PAGE EXCERPT =
============================================================

Data was cleaned and validated manually, and analysed using Statistical Package for Social Sciences (SPSS-IBM) version 20. Descriptive statistics (frequency tables, graphs and summary indices) were generated. Chi Square was used to test association between categorical variables while multiple logistic regression was used to determine the predictors of immunization. P value was set at 0.05 significant level.

2.6. Ethical Considerations

Ethical approval was obtained from the Ethics Committee of Imo State University Teaching Hospital (IMSUTHEC). Consent was gotten from their mothers before proceeding to the interviews. It was only in households where the mothers gave consent that were enrolled and studied. All authors hereby declare that the study has therefore been performed in accordance with the ethical standards laid down in the 1964 Declaration of Helsinki.

3. Results

Four hundred and twenty questionnaires were administered with one questionnaire to each mother per household. All the questionnaires were completely and correctly filled with 743 children under the age of five years old enrolled.

============================================================

DATA RECORDS =
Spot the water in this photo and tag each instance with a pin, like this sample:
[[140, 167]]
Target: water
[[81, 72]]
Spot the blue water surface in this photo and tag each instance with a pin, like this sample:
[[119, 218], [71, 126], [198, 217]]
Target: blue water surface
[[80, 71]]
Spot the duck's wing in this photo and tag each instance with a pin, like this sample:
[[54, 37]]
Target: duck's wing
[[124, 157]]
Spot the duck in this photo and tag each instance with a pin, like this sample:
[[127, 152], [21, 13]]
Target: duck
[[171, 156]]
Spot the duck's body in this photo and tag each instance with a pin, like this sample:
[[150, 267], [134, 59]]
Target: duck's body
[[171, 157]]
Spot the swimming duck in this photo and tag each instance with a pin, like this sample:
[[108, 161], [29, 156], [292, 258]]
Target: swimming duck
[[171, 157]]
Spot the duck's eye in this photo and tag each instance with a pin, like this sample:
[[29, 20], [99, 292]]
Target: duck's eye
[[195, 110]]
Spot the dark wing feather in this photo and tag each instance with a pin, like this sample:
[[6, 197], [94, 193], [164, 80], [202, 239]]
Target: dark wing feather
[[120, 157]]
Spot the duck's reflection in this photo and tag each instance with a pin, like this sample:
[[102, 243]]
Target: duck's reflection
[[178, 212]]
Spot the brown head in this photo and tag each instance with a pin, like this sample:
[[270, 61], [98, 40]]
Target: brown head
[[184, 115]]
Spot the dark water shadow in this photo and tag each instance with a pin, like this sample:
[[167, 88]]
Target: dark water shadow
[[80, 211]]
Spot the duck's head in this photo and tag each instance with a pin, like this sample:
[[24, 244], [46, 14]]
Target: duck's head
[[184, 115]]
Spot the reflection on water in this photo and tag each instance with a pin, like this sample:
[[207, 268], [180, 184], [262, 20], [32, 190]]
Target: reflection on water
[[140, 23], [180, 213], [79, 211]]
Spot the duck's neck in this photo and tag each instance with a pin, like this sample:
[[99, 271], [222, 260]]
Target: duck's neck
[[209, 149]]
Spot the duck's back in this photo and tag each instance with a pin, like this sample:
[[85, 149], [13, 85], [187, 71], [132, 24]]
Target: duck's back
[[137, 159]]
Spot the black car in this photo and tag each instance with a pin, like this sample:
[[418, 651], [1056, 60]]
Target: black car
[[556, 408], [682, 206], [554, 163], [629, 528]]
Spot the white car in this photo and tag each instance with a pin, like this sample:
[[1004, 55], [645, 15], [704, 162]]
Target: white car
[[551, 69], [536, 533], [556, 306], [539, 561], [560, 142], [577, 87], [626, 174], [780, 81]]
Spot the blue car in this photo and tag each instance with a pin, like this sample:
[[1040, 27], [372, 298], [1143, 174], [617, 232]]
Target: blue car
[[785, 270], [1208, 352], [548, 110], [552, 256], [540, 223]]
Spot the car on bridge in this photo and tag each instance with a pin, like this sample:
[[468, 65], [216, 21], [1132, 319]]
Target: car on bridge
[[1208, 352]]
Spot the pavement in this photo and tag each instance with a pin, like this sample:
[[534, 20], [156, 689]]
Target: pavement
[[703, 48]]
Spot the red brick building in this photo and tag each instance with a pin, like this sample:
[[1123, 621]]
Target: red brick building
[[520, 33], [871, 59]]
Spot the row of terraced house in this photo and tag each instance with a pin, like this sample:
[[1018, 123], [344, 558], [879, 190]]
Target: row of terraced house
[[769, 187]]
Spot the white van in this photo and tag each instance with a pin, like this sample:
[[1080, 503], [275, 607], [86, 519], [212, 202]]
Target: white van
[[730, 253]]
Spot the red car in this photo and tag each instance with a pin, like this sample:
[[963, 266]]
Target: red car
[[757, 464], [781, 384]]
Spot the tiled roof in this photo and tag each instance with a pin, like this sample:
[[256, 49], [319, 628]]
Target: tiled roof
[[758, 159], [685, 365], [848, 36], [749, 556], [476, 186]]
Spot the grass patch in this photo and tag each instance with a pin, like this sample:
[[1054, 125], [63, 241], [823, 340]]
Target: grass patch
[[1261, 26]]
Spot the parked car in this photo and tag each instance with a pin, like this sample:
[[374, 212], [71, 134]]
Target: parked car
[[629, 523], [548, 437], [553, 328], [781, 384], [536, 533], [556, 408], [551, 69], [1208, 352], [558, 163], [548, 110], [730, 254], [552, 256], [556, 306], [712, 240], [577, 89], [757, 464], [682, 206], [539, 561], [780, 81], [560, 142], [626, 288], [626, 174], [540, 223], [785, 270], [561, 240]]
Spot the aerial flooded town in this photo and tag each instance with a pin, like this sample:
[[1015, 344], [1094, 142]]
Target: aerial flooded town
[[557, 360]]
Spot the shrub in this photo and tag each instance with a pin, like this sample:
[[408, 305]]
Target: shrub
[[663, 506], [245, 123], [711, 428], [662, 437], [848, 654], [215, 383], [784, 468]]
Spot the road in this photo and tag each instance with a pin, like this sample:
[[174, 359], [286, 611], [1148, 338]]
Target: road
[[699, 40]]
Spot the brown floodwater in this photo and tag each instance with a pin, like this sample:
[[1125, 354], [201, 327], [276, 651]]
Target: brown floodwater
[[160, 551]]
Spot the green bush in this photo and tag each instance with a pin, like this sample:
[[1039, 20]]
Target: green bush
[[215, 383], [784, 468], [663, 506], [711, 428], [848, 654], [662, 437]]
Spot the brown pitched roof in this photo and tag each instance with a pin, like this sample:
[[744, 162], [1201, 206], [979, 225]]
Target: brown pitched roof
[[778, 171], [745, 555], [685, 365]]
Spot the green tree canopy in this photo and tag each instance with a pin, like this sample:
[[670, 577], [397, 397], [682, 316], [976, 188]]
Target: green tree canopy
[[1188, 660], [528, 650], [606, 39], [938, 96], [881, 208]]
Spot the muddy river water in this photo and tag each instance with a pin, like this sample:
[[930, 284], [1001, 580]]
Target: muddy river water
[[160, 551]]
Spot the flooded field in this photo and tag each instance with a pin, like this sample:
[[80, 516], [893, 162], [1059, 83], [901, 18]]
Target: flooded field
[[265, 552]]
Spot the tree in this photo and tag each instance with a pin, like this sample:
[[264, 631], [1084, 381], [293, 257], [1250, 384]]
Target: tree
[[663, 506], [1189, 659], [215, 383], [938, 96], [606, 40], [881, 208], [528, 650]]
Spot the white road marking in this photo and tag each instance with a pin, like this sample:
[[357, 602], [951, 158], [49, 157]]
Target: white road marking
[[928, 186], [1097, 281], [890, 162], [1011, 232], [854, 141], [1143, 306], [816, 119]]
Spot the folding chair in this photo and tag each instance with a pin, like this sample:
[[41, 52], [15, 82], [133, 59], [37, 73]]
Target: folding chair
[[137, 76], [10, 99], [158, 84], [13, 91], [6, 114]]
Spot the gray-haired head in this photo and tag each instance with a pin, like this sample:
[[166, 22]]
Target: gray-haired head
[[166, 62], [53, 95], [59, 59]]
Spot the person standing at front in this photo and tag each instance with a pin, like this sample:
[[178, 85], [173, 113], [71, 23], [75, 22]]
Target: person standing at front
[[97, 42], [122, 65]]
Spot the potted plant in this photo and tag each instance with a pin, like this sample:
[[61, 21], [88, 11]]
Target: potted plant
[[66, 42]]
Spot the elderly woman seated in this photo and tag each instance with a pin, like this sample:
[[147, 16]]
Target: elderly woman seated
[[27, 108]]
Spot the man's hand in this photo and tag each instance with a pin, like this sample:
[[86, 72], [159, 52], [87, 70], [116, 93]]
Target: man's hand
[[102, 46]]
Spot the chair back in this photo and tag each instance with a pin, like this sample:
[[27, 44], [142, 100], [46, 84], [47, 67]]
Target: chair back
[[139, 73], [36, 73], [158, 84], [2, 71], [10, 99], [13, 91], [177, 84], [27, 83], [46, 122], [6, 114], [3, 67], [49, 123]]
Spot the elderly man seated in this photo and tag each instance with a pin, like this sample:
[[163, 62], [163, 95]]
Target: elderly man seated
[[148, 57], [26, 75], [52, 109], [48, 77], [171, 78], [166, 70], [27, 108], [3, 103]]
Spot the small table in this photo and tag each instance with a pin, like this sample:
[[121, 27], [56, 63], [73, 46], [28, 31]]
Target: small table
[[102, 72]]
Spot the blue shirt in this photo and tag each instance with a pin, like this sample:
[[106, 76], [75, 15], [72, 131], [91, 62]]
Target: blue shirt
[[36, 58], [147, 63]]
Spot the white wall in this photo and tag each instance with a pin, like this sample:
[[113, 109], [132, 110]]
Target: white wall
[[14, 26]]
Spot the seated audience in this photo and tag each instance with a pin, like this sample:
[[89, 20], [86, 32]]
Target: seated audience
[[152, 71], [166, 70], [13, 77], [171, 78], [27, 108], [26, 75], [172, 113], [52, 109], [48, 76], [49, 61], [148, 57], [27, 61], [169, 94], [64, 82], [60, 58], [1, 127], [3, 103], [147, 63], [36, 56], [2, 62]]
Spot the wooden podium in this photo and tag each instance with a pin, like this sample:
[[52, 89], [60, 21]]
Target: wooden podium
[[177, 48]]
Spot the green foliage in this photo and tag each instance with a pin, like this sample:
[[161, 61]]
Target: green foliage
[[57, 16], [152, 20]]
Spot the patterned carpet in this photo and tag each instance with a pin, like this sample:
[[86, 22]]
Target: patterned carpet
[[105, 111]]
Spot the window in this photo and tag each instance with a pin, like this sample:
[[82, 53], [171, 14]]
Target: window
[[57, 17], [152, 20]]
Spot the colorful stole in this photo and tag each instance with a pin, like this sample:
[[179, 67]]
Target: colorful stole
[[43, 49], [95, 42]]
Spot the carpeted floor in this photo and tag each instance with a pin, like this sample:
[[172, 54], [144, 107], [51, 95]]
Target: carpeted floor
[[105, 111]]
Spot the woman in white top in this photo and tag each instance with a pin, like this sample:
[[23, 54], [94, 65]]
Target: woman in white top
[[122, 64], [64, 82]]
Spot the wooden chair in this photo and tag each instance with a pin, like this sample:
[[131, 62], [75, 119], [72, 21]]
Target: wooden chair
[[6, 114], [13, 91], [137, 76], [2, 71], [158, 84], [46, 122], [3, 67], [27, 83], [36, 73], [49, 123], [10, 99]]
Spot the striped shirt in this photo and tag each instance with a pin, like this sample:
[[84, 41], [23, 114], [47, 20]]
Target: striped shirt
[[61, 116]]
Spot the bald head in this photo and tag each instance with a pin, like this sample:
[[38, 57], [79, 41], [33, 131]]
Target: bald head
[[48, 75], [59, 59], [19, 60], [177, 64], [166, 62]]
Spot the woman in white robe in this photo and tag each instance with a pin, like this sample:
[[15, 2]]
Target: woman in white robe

============================================================

TASK INSTRUCTIONS = Continue the immunization study excerpt with the next part of its results section, starting after its final sentence.

ANSWER TO THIS PROBLEM =
3.1. Sociodemographic Characteristics

The mean age of the mothers interviewed was 29 ± 1.4 years with majority of them belonging to the Igbo ethnic group (96.2%), ever married (94.3%) in a monogamous relationship (97.4%) and having either a secondary or tertiary education (93.1%). More than half of the women were of the Christian catholic faith (57.9%) and had a maximum of two children (64.8%). Most of the under 5-year-old children enrolled, were between the ages of 9 months and 5 years old (82.2%) and were delivered in a hospital (66.9%) (Table 1).

3.2. Awareness and Knowledge about Immunization

Majority of the respondents (97.6%) were aware of immunization with the commonest known childhood vaccine type and immunizable disease being BCG vaccine (100%) and Tuberculosis (95.6%), while meningococcal vaccine (35.1%) and meningitis (44.9%) were the least known. Commonest source of information about immunization mentioned by the mothers from hospitals and health care personnel (94.1%) with the majority of the mothers (79.5%) having a good level of knowledge of the vaccines (Table 2).

3.3. Immunization Perception and Accessibility

Majority of the mothers (97.8%) felt that immunization was necessary and therefore accepted it but 36.6% of the mothers always required their husband’s permission to immunize their child and majority (74.6%) of their husbands accepts it while 16.1% of them claim that their husbands depended on whatever decisions on immunization their spouse took (Table 3).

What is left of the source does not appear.